Natural-language object grounding data -
******
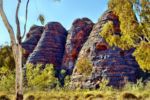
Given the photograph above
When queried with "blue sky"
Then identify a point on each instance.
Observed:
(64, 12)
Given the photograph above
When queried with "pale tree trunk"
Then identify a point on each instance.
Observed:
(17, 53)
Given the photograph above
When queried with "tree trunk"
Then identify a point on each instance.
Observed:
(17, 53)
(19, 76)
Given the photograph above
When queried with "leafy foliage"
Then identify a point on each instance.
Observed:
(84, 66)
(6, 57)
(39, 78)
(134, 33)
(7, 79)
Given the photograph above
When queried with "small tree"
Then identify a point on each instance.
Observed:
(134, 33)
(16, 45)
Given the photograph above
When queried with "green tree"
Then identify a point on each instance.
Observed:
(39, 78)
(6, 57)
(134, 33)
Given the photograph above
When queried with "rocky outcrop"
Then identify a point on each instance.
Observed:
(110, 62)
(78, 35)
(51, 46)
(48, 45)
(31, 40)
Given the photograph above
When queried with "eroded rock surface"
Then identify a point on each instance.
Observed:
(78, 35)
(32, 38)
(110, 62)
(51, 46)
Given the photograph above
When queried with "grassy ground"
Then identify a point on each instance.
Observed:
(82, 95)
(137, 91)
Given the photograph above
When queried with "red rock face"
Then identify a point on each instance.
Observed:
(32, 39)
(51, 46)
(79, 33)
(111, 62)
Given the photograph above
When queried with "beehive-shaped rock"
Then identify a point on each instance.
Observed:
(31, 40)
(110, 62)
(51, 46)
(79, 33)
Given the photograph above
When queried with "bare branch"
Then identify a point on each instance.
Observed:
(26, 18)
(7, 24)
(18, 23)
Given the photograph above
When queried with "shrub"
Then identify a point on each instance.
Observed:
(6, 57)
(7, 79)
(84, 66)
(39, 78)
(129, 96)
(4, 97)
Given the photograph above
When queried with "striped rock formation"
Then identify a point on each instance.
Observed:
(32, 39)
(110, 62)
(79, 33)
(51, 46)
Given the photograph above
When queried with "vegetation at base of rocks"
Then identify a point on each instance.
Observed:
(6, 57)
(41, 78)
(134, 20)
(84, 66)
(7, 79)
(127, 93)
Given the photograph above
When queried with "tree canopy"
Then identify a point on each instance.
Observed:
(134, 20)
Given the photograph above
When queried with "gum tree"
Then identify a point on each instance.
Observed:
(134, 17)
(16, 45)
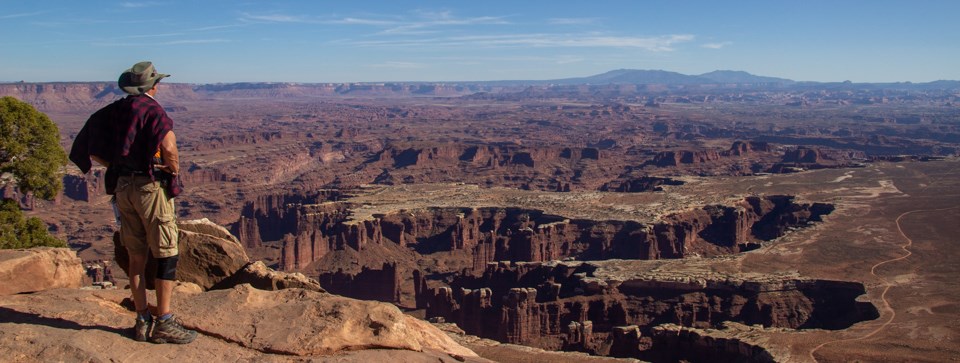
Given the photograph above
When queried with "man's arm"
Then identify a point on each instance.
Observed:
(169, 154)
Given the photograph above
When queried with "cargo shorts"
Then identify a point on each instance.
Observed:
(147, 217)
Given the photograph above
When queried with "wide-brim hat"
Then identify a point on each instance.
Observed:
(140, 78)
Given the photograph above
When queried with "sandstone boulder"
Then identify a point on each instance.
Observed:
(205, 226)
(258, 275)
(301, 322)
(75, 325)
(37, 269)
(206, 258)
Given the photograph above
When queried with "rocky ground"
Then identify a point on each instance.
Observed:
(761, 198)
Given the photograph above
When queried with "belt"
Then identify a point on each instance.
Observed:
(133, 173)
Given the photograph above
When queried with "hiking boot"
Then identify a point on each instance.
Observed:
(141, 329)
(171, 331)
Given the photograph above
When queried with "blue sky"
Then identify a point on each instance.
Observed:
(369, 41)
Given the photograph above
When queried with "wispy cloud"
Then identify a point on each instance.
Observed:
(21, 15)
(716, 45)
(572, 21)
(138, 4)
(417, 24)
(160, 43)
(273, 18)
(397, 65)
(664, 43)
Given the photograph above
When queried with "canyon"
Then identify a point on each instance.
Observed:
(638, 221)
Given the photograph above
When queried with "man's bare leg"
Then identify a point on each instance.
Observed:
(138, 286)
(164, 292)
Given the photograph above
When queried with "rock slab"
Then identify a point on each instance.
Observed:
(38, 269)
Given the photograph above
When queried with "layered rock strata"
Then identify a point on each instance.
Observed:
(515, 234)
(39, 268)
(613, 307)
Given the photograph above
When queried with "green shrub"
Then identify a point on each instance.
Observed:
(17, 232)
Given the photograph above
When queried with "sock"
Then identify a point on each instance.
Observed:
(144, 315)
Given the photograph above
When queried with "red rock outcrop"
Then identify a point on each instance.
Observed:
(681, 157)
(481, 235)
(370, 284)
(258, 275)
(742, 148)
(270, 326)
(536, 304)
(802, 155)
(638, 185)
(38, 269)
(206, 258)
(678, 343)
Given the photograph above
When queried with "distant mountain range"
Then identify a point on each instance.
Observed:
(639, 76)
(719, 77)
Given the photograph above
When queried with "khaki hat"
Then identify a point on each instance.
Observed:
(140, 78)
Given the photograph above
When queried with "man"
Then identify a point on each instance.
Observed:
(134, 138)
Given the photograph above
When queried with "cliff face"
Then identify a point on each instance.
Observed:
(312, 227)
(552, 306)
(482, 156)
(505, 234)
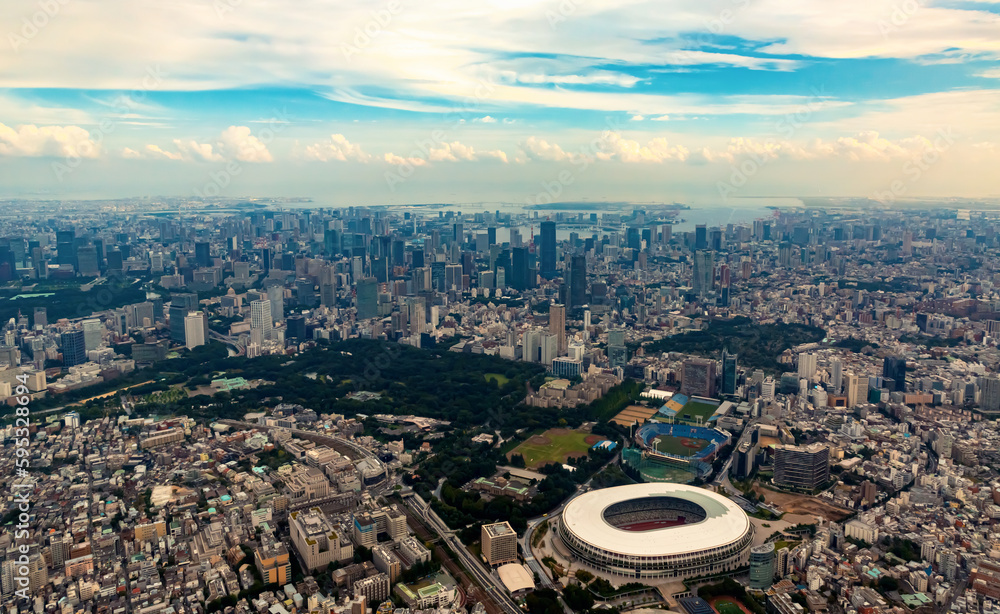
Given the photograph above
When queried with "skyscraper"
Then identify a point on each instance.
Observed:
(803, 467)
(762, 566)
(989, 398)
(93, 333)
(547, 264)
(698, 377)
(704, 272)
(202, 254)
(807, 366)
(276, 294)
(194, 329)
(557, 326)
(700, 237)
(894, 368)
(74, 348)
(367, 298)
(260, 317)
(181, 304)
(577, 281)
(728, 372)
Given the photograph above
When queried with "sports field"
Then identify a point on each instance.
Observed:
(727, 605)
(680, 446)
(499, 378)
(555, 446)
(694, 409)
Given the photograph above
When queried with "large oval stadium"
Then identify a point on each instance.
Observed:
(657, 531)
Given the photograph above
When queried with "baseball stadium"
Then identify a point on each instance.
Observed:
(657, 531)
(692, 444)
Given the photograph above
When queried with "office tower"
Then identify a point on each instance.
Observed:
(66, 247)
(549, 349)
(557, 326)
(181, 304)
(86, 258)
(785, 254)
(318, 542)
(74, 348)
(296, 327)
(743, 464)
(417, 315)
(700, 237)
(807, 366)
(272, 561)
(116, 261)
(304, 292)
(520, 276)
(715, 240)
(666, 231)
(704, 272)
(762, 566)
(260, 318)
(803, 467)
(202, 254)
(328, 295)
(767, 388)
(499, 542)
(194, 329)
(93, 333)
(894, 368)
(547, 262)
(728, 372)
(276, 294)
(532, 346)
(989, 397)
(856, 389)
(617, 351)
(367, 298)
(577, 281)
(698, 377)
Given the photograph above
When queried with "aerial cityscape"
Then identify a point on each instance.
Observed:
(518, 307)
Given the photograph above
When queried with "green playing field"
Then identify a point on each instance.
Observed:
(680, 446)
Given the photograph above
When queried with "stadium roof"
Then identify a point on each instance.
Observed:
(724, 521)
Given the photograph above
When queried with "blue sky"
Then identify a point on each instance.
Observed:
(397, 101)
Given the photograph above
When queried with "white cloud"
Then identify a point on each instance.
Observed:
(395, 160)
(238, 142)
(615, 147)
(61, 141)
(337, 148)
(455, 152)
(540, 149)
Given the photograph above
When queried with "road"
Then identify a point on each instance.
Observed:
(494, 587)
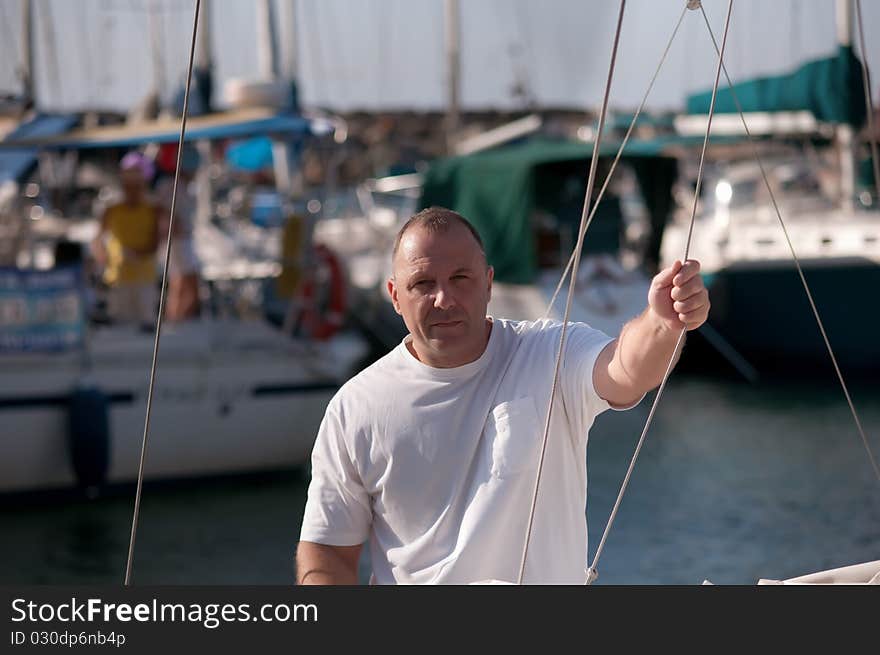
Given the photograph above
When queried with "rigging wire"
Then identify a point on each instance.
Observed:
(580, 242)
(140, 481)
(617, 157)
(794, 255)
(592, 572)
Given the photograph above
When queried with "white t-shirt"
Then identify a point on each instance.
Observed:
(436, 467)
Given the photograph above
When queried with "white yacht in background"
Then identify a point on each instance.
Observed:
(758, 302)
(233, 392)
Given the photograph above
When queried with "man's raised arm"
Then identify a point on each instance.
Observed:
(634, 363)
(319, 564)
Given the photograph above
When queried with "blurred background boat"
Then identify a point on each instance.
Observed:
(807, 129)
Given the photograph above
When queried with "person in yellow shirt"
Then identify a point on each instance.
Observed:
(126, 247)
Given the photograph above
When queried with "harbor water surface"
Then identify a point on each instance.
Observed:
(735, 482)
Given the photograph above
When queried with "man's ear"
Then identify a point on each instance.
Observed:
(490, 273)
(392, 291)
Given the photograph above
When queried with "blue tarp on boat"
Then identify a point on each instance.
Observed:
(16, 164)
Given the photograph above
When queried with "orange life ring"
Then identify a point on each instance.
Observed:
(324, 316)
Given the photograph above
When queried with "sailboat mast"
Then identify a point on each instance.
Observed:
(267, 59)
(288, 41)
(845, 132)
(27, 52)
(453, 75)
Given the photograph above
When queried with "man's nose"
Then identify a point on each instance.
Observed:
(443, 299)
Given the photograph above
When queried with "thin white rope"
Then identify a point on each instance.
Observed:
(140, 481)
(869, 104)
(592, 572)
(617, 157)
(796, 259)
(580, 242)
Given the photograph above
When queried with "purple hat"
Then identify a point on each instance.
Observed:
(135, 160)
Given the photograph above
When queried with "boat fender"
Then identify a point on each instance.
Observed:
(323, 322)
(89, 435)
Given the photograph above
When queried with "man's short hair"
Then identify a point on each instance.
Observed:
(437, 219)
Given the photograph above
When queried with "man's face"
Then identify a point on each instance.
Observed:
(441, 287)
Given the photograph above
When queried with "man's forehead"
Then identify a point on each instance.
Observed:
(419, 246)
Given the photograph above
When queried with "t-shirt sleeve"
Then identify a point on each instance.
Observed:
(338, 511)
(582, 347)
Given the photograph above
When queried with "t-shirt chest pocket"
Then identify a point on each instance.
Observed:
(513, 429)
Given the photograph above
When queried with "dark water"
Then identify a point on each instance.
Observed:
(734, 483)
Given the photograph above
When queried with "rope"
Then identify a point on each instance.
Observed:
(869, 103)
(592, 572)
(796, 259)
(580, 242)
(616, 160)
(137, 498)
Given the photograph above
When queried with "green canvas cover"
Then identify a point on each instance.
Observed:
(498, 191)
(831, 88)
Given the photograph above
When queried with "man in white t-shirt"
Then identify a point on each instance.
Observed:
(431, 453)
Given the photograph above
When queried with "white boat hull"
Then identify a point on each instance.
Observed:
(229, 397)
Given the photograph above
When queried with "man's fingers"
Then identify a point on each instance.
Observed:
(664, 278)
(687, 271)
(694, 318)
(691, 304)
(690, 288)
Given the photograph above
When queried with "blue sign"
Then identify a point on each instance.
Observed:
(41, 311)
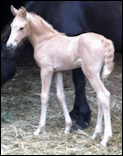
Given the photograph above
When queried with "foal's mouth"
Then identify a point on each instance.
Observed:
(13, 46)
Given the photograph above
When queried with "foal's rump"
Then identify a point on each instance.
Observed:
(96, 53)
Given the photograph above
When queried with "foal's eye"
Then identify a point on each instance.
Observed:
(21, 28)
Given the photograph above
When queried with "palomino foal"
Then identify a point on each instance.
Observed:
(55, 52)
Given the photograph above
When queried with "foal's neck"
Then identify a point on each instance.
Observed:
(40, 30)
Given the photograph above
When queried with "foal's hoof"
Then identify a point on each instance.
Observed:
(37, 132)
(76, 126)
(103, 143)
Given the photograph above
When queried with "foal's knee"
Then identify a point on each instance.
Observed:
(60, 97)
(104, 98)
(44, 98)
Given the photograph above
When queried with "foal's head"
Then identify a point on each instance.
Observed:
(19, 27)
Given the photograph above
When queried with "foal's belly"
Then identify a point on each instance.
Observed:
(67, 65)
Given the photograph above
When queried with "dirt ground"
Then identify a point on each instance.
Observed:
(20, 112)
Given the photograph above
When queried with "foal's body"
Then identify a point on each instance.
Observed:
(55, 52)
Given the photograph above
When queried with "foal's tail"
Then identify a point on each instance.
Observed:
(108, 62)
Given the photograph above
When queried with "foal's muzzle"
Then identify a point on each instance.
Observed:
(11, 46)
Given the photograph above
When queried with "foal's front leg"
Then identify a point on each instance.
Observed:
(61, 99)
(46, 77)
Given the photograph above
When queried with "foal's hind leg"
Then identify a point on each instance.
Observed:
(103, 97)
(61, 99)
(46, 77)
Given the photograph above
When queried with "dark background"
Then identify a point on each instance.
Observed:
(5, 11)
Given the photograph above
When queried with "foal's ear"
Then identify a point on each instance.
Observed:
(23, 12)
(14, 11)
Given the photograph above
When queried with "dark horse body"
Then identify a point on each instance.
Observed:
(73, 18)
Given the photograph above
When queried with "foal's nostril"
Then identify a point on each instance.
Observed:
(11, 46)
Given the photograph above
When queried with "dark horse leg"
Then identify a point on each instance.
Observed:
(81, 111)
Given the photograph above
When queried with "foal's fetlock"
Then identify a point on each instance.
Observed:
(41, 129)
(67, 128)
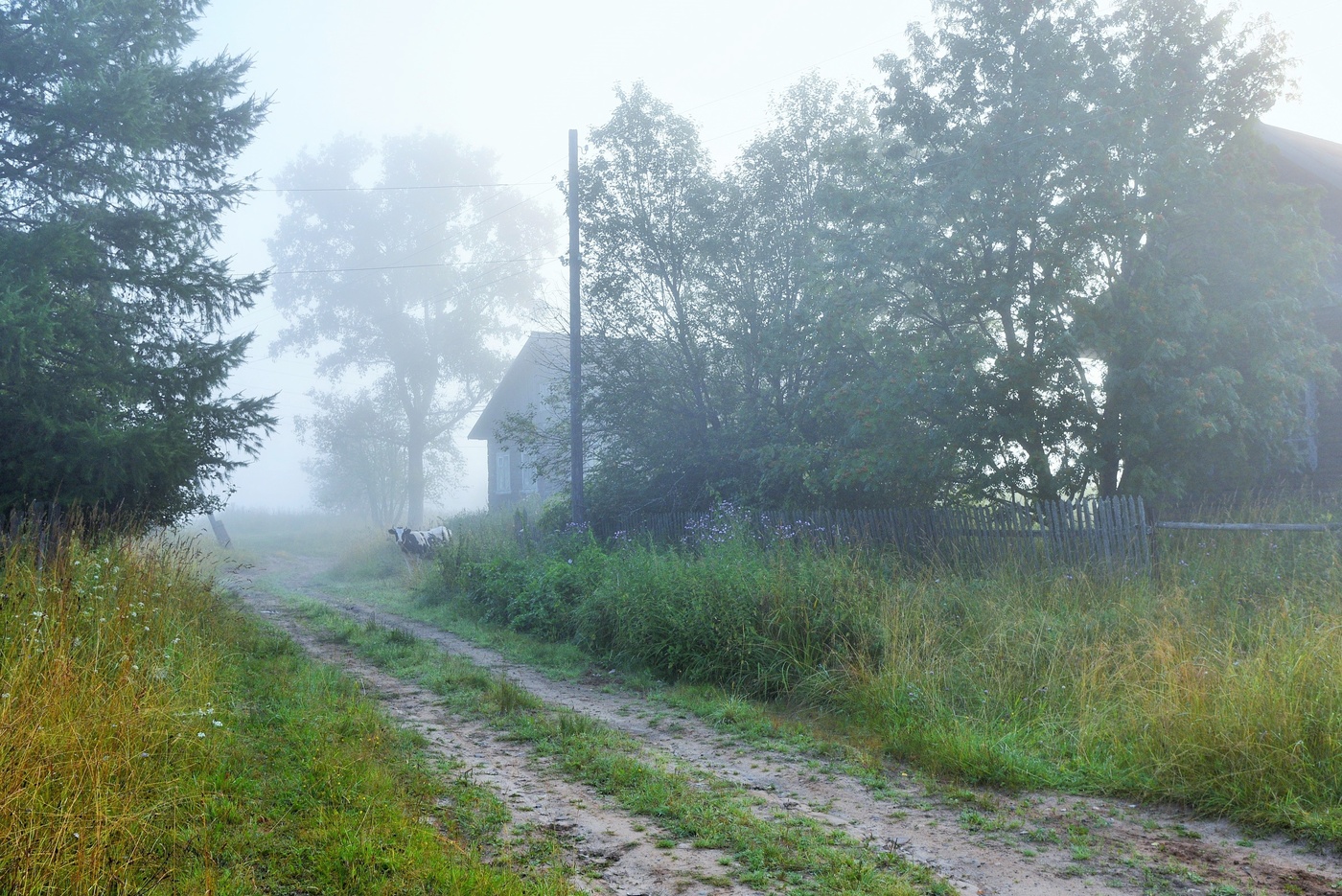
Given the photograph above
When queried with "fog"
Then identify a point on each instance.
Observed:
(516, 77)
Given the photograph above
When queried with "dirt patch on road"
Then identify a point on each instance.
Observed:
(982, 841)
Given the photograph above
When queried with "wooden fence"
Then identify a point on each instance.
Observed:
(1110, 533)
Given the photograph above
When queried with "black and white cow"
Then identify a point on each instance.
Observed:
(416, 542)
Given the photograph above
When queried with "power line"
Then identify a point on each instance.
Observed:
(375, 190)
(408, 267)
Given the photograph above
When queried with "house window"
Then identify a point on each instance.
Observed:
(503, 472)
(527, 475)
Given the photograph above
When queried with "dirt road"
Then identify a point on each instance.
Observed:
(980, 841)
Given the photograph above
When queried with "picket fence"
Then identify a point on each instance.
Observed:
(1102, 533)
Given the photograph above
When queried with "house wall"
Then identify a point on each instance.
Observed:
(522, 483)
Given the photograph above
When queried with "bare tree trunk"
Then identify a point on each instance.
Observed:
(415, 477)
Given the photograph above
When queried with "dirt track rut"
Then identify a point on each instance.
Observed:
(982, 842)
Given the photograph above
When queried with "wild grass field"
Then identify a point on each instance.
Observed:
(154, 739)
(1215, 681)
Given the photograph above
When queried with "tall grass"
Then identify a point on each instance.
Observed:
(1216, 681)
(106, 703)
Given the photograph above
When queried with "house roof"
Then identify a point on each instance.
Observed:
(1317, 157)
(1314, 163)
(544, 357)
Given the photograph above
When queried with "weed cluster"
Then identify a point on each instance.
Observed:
******
Brief - Please go line by line through the records above, copying each one that holds the string "stadium".

Response to the exercise -
When queried with "large oval stadium"
When queried with "baseball stadium"
When queried with "stadium roof"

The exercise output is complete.